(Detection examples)
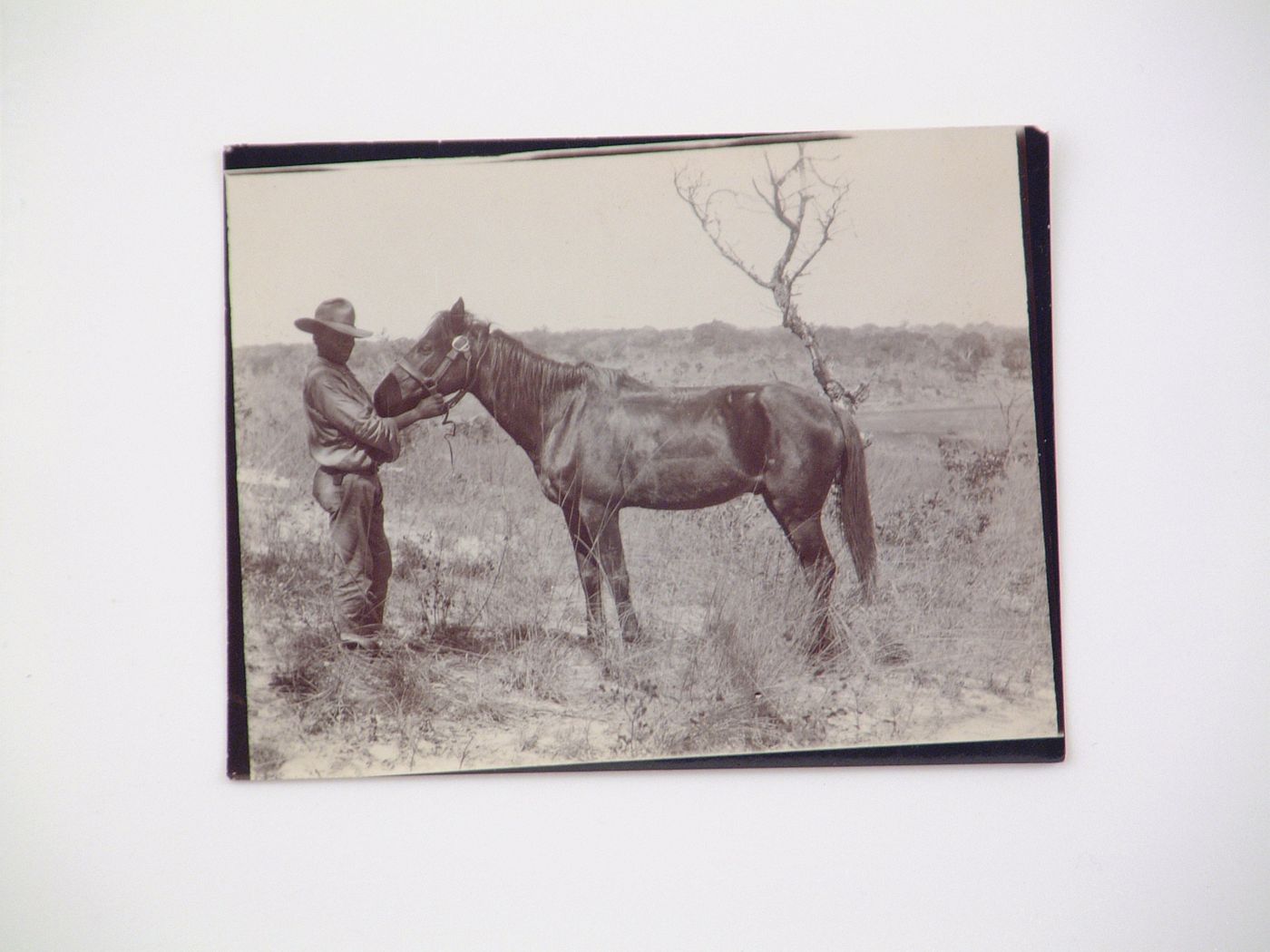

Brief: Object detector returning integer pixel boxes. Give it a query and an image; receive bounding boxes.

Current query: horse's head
[375,298,489,416]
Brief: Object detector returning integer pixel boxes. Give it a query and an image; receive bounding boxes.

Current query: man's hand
[415,393,445,420]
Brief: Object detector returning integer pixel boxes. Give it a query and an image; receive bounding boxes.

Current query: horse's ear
[445,298,467,334]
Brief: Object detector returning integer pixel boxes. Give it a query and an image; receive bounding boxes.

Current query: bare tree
[674,142,869,413]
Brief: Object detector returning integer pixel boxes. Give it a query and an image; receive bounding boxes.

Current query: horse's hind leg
[763,495,838,653]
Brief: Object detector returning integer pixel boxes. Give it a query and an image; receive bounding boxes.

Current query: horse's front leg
[560,499,604,640]
[594,509,641,641]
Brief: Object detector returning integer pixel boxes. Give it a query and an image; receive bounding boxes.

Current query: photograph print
[223,127,1063,780]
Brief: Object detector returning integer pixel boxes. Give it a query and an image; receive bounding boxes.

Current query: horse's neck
[471,339,583,466]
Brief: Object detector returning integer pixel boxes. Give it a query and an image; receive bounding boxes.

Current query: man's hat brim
[296,317,371,337]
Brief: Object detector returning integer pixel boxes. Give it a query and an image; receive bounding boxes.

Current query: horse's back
[543,384,842,509]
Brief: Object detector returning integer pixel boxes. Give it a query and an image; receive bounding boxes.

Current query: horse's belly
[622,460,756,509]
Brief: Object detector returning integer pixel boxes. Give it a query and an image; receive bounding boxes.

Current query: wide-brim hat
[296,297,371,337]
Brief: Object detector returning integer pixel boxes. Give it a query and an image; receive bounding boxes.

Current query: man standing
[296,297,445,648]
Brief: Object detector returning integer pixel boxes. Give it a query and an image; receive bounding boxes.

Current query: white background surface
[0,0,1270,949]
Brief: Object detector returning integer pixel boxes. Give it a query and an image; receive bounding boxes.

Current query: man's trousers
[314,470,393,636]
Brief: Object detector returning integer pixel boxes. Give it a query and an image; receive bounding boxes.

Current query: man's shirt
[305,356,401,472]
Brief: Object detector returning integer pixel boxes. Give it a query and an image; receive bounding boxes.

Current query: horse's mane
[482,330,650,403]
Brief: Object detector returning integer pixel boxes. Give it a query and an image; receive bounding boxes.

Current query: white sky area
[226,128,1028,345]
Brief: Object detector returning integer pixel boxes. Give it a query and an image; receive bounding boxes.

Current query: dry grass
[235,332,1053,777]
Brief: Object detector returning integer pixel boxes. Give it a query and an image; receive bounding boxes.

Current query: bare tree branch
[674,170,772,291]
[674,150,869,413]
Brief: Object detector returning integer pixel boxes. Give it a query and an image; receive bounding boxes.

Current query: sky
[226,127,1028,345]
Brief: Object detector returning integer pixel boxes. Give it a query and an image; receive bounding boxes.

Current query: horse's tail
[833,406,877,599]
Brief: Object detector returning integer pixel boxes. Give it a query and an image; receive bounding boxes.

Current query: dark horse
[375,298,876,651]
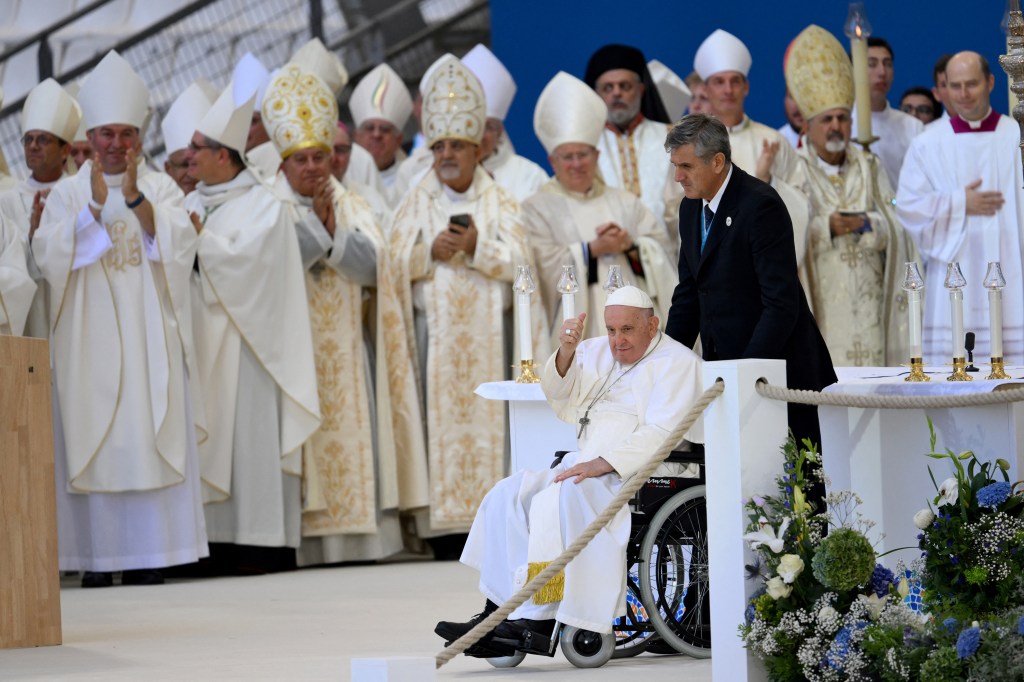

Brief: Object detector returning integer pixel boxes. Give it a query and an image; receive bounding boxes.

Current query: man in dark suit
[665,114,836,444]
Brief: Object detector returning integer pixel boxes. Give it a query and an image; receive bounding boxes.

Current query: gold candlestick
[946,357,974,381]
[985,357,1013,379]
[512,358,541,384]
[903,357,932,381]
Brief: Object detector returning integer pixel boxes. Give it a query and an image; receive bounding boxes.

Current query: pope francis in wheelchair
[434,287,710,665]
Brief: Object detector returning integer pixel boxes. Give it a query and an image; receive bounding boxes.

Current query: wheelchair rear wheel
[639,485,711,658]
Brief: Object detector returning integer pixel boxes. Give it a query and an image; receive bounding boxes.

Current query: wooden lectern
[0,336,60,649]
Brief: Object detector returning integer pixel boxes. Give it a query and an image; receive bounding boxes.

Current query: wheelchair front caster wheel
[487,651,526,668]
[561,626,615,668]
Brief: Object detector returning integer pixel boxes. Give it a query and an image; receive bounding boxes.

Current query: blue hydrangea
[956,628,981,658]
[978,480,1014,508]
[867,563,896,597]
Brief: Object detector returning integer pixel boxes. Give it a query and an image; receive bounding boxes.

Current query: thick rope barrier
[434,379,725,669]
[756,379,1024,410]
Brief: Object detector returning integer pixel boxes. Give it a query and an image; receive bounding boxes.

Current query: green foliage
[811,528,874,592]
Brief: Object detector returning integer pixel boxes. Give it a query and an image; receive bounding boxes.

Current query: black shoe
[434,599,498,644]
[487,619,555,653]
[121,568,164,585]
[82,570,114,588]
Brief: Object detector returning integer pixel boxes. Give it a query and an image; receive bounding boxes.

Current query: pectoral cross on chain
[577,410,590,438]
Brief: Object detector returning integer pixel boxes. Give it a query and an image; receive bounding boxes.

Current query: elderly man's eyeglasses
[188,142,220,154]
[900,104,935,116]
[22,133,57,146]
[555,150,594,164]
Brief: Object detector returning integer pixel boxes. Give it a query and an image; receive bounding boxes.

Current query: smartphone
[839,209,871,235]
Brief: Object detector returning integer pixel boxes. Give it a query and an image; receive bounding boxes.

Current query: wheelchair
[487,443,711,668]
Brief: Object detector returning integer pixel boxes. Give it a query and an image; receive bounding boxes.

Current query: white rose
[778,554,804,584]
[765,576,793,599]
[935,476,959,507]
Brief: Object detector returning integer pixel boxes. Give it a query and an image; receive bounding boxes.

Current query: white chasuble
[798,144,916,367]
[0,213,36,336]
[32,163,200,493]
[597,119,679,238]
[896,116,1024,365]
[186,171,321,499]
[390,167,547,532]
[522,178,679,345]
[462,335,701,633]
[0,173,68,339]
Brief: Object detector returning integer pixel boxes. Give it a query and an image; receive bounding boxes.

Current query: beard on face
[437,162,461,180]
[825,137,846,154]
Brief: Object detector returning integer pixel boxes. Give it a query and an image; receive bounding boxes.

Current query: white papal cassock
[896,112,1024,365]
[186,170,321,547]
[32,162,208,571]
[462,333,701,633]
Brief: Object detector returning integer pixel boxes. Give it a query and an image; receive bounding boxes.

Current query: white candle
[562,294,575,319]
[850,37,871,142]
[988,289,1002,357]
[906,291,924,357]
[949,289,967,357]
[516,294,534,359]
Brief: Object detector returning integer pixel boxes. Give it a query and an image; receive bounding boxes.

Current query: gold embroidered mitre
[262,63,338,159]
[423,57,487,146]
[784,24,853,121]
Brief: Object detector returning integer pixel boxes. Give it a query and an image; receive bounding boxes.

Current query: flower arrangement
[739,421,1024,682]
[739,437,927,680]
[913,413,1024,622]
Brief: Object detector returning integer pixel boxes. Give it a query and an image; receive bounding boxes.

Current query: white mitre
[693,29,753,81]
[348,63,413,130]
[262,63,338,159]
[196,83,256,157]
[423,56,487,147]
[462,45,515,121]
[160,79,213,154]
[22,78,82,142]
[78,50,150,130]
[288,38,348,97]
[534,71,608,155]
[231,52,270,109]
[647,59,693,121]
[604,285,654,308]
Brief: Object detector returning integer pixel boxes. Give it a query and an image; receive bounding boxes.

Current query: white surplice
[186,171,321,547]
[33,162,208,571]
[522,178,679,345]
[462,334,701,633]
[896,116,1024,365]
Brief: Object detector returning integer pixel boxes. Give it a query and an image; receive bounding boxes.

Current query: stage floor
[0,561,711,682]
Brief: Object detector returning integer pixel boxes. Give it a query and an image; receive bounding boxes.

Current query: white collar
[703,163,732,213]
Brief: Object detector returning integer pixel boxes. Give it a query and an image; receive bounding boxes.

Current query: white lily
[743,516,790,554]
[935,476,959,507]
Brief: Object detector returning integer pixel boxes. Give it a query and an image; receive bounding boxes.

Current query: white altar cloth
[818,365,1024,567]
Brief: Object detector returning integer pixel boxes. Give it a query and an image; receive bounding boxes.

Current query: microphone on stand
[964,332,978,372]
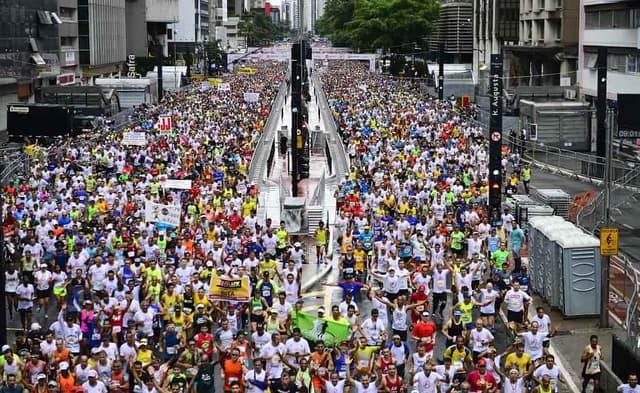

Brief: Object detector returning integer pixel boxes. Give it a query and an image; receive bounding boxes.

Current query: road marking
[301,290,326,298]
[499,310,582,393]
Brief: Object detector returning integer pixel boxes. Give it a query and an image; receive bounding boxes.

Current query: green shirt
[491,250,509,270]
[450,231,464,250]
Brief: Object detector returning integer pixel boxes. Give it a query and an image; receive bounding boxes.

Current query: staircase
[307,206,326,234]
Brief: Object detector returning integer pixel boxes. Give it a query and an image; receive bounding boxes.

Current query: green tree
[318,0,440,52]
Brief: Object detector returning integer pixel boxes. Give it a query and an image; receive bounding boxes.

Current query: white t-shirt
[413,371,444,393]
[522,332,546,360]
[533,364,560,392]
[504,289,531,312]
[244,370,267,393]
[471,328,493,352]
[617,383,640,393]
[82,381,107,393]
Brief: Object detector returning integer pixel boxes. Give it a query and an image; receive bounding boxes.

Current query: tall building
[472,0,526,83]
[505,0,579,88]
[0,0,62,130]
[125,0,180,57]
[429,0,473,64]
[77,0,127,80]
[578,0,640,101]
[167,0,209,54]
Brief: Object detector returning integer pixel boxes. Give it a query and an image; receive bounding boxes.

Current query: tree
[317,0,440,52]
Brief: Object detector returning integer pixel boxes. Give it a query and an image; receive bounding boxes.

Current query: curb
[498,309,582,393]
[301,265,333,292]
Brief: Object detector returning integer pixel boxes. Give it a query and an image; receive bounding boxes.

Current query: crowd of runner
[0,56,632,393]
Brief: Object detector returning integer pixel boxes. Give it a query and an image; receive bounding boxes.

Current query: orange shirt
[223,359,244,392]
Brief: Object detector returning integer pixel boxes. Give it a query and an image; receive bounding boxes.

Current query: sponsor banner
[122,131,147,146]
[296,311,349,346]
[209,274,251,302]
[144,200,181,227]
[244,93,260,102]
[160,179,191,190]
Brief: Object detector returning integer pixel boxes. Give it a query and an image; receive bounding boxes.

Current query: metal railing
[247,78,287,183]
[503,135,640,187]
[313,75,350,180]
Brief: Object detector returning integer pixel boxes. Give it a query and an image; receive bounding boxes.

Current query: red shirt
[411,321,438,352]
[467,370,498,392]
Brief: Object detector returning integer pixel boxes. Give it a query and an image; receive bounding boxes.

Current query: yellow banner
[208,78,222,87]
[238,67,256,75]
[209,274,250,302]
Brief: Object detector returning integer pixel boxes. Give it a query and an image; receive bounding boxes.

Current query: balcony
[582,29,640,48]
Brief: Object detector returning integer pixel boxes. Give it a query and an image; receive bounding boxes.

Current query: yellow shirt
[504,352,531,374]
[353,249,367,271]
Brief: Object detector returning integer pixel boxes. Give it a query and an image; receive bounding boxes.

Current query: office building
[505,0,579,88]
[578,0,640,102]
[125,0,180,57]
[167,0,209,57]
[429,1,473,64]
[0,0,62,130]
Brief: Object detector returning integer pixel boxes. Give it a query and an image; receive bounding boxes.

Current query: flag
[297,312,350,346]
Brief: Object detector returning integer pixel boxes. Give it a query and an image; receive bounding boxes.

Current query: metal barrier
[247,78,287,183]
[312,75,350,180]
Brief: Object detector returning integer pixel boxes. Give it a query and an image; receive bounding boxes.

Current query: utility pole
[489,54,502,225]
[596,47,613,328]
[438,42,444,102]
[0,196,7,343]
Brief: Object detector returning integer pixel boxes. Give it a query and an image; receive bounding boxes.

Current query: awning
[37,11,53,25]
[31,53,47,65]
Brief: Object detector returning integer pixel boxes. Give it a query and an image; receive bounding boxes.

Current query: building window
[59,7,76,20]
[60,37,76,48]
[613,9,629,29]
[627,54,638,72]
[584,11,600,29]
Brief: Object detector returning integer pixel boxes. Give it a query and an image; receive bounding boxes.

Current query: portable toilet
[557,232,608,317]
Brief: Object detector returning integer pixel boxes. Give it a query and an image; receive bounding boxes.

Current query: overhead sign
[144,200,182,227]
[616,94,640,139]
[122,131,147,146]
[244,93,260,102]
[160,115,172,132]
[160,179,191,190]
[600,228,619,257]
[209,274,251,302]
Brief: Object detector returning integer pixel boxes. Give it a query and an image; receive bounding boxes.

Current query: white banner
[122,131,147,146]
[244,93,260,102]
[144,200,181,227]
[160,179,191,190]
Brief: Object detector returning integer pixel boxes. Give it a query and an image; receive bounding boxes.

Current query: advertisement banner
[122,131,147,146]
[297,312,349,345]
[244,93,260,102]
[209,274,251,302]
[144,200,181,227]
[160,178,191,190]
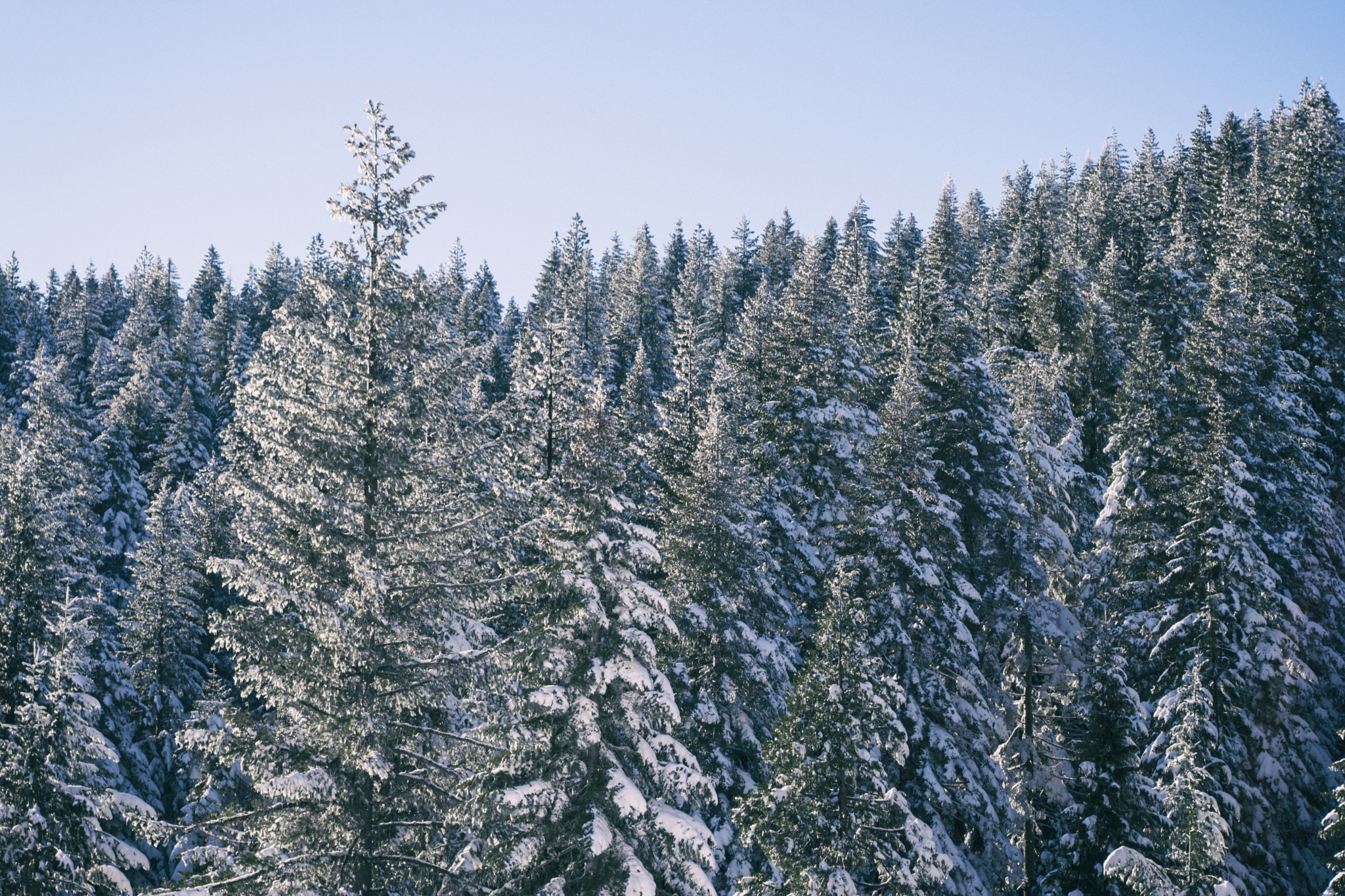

* [EXERCISE GOAL]
Convert the records, starting at the beginning and ending at the line containing "[445,298,467,334]", into a two-column CSV with the columns text and answer, one row per record, each value in its own quoted field with line breaks replaced by spaces. Leave the pictures out.

* [THE SOLUTION]
text,answer
"Brief: Object detector returning integer pixel boxes. Give it a query and an image; receive bounding boxes. Current query: horse's head","[375,298,489,416]"
"Brief: Object detector returning integer pixel boxes. Give it a query and an image; receive bounding boxes. Current query: man's hand","[415,393,445,420]"
"Brief: Object detector returning integer pixel boxes. Give it a query and an image; receive bounding boxes. Current query: horse's ear","[445,298,467,334]"